WRITTEN TASKS:
a) Do these statements agree with the cooking excerpt? Answer yes or no for each, quoting the deciding words of the excerpt: (i) The writer compares building creativity to building muscle. (ii) The writer's mom enjoys spicy food. (iii) The writer's favorite trick is swapping out.
b) According to the cooking excerpt, which book contains the pioneer woman's beef and bean burritos?

TEXT EXCERPT:
One of the things I love about cooking is the ability to improvise and change things to make something your own. I love looking in my fridge and seeing it nearly empty, hearing the whining all around me that there is nothing to eat and then being able to make something really good out of what is there. I don't really love the emptiness or the whining but I love the creative process it inspires! Sometimes - the ingredients I have are so different that I end up with a completely new and often delicious recipe.

I have heard so many people complain that you can't eat well on a tight budget. I have found that I may not be able to eat as well as I like but, we still eat pretty good. I also hear complaints that they just aren't creative... I've never really been the creative type either - but, I have learned that building creativity is like building muscle - you have to use it! And I have learned some tricks. My favourite is swapping out.

(Now that I think about this - I think I learned this from my mom. She is famous for her: "You think it's chilli but it's not". My mom really doesn't like anything spicy so she would make chilli - minus the chillies. Now, I don't think anyone would mistake it for real chilli - but, she liked it and that is really what's important).

For example: I made the pioneer woman's beef and bean burritos (from "Food From My Frontier"). I love the pioneer woman - her recipes (when I follow them) always turn out exactly the way they look in her books or on her blog.

GIVEN MATERIAL:
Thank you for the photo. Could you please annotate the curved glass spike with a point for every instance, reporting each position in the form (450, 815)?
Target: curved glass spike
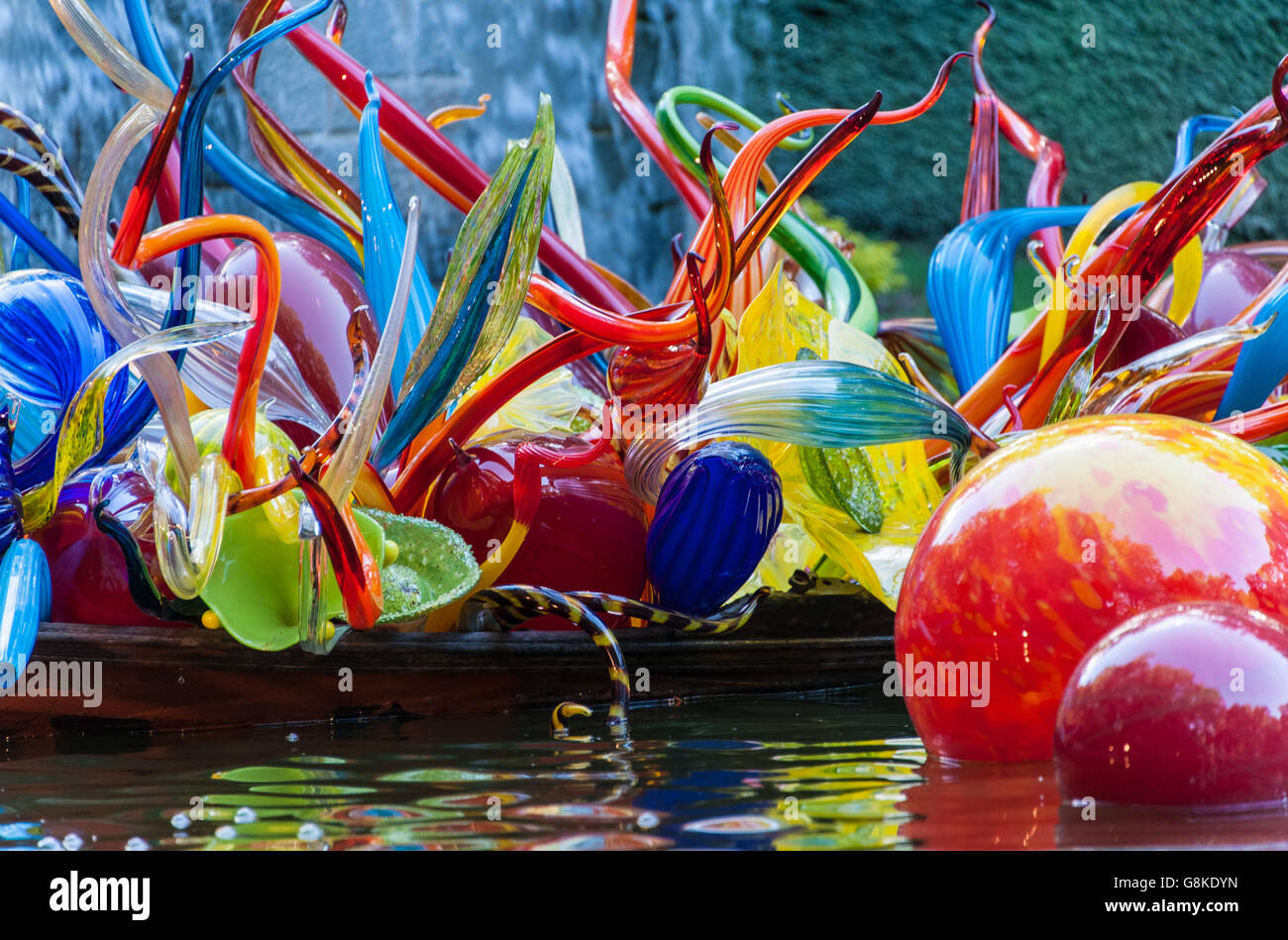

RESULTS FOR EACH TASK:
a)
(i) Yes: "building creativity is like building muscle - you have to use it!"
(ii) No: "My mom really doesn't like anything spicy"
(iii) Yes: "My favourite is swapping out."

b) "Food From My Frontier"